— start of Data provided —
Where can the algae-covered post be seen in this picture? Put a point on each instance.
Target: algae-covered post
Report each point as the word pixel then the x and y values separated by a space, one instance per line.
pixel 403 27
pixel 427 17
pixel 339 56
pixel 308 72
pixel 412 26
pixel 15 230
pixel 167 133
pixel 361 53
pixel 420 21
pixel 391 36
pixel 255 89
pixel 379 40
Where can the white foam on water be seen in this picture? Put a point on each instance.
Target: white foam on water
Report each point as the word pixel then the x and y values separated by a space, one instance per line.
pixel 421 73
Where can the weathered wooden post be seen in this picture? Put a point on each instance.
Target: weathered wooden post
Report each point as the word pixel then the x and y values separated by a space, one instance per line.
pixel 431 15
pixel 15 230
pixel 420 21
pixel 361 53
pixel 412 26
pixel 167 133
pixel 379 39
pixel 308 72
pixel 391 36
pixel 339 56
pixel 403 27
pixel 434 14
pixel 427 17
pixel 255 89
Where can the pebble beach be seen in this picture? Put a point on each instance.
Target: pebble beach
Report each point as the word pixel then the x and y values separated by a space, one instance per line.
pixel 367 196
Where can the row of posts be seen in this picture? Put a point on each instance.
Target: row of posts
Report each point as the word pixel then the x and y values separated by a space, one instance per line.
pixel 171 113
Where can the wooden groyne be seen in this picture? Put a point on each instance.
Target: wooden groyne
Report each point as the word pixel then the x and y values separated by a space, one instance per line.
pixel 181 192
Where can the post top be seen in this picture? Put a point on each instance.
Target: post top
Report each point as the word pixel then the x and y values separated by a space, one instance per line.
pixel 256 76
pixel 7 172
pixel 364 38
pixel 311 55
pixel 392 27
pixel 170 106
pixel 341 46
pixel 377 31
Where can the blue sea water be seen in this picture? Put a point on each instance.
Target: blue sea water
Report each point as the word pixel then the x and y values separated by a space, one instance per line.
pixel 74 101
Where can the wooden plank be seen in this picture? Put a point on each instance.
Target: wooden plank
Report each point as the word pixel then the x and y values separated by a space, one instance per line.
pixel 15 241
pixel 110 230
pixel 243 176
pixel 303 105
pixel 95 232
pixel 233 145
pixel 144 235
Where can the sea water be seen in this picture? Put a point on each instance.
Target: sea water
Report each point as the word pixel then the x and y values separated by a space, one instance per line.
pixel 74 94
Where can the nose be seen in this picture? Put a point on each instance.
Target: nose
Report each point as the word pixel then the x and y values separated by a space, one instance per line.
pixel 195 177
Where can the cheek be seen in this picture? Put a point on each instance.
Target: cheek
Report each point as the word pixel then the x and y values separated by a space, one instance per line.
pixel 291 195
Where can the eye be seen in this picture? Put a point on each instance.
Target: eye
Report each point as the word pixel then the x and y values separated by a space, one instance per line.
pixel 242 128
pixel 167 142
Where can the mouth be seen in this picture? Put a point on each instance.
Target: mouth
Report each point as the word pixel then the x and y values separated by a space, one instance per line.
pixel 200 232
— end of Data provided —
» **Problem**
Give every line of the records above as a JSON list of strings, one string per line, leaving out blank lines.

» **Answer for the task**
[
  "Where can the algae-covered post be seen in this picture? Put a point on each instance.",
  "Target: algae-covered post",
  "Report each point as the word pixel then the x and y values separated by a space, one instance per line.",
  "pixel 403 27",
  "pixel 427 17",
  "pixel 339 56",
  "pixel 308 72",
  "pixel 412 26",
  "pixel 15 230",
  "pixel 167 133",
  "pixel 361 53",
  "pixel 420 21",
  "pixel 391 36",
  "pixel 255 89",
  "pixel 379 40",
  "Where can the white foam on water be seen in this picture? Put a point on each instance.",
  "Target: white foam on water",
  "Report each point as the word pixel then the x and y values separated by a space, one instance per line.",
  "pixel 421 73",
  "Where can the weathered wooden post be seen in this picture? Put a point on each instance.",
  "Target: weathered wooden post",
  "Report each point as the word pixel then the x and y values separated by a space, one instance per line.",
  "pixel 431 15",
  "pixel 15 230",
  "pixel 420 21",
  "pixel 361 53",
  "pixel 412 26",
  "pixel 167 133",
  "pixel 379 39",
  "pixel 308 72",
  "pixel 391 36",
  "pixel 339 56",
  "pixel 403 27",
  "pixel 434 14",
  "pixel 427 17",
  "pixel 255 89",
  "Where can the pebble beach be seen in this picture? Put a point on each instance.",
  "Target: pebble beach",
  "Report each point as the word pixel then the x and y values separated by a space, one instance per line.",
  "pixel 367 196",
  "Where can the row of posts be seen in this picture? Put a point on each instance.",
  "Target: row of posts",
  "Report each point as the word pixel then the x and y values separated by a space, one instance per line.",
  "pixel 171 113",
  "Where can the wooden groyne be seen in this picture? Put a point on each instance.",
  "Target: wooden groyne",
  "Report each point as the word pixel then the x and y values separated by a space, one instance per line.",
  "pixel 181 192",
  "Where can the post top be seen in this picture? Put a point on each instance.",
  "Target: post top",
  "Report each point as the word pixel then the x and y values separated by a space, one instance per line.",
  "pixel 256 76",
  "pixel 7 172",
  "pixel 364 38",
  "pixel 311 55",
  "pixel 392 27",
  "pixel 170 106",
  "pixel 341 46",
  "pixel 377 31",
  "Where can the blue sea water be seen in this picture? Put a point on each instance.",
  "Target: blue sea water",
  "Report each point as the word pixel then the x and y values separated by a space, one instance per line.",
  "pixel 74 101",
  "Where can the wooden plank be seen in this picture? Put a point on each instance.",
  "Target: wooden plank",
  "Report each point as the word pixel then the x and y values separated by a space, one instance per line.",
  "pixel 15 241",
  "pixel 110 230",
  "pixel 243 176",
  "pixel 303 105",
  "pixel 95 232",
  "pixel 233 145",
  "pixel 144 235",
  "Where can the sea water be seen in this picture? Put a point on each instance.",
  "Target: sea water",
  "Report each point as the word pixel then the x and y values separated by a space, one instance per line.",
  "pixel 74 94",
  "Where can the nose be seen in this picture? Put a point on each instance.",
  "Target: nose",
  "Report each point as the word pixel then the x and y values separated by a space, one instance per line.",
  "pixel 195 177",
  "Where can the cheek be seen in this picture? Put a point on each instance.",
  "Target: cheek",
  "Report each point as the word pixel then the x and y values separated by a space, one instance per line.",
  "pixel 291 195",
  "Where can the eye be seen in this picture? Put a point on each instance.",
  "Target: eye",
  "Report each point as the word pixel then the x and y values separated by a space, one instance per line.",
  "pixel 242 128",
  "pixel 167 142",
  "Where can the mouth be seen in this picture? Put a point on each instance.",
  "Target: mouth",
  "Report each point as the word pixel then the x and y values separated by a space, one instance per line.",
  "pixel 200 232"
]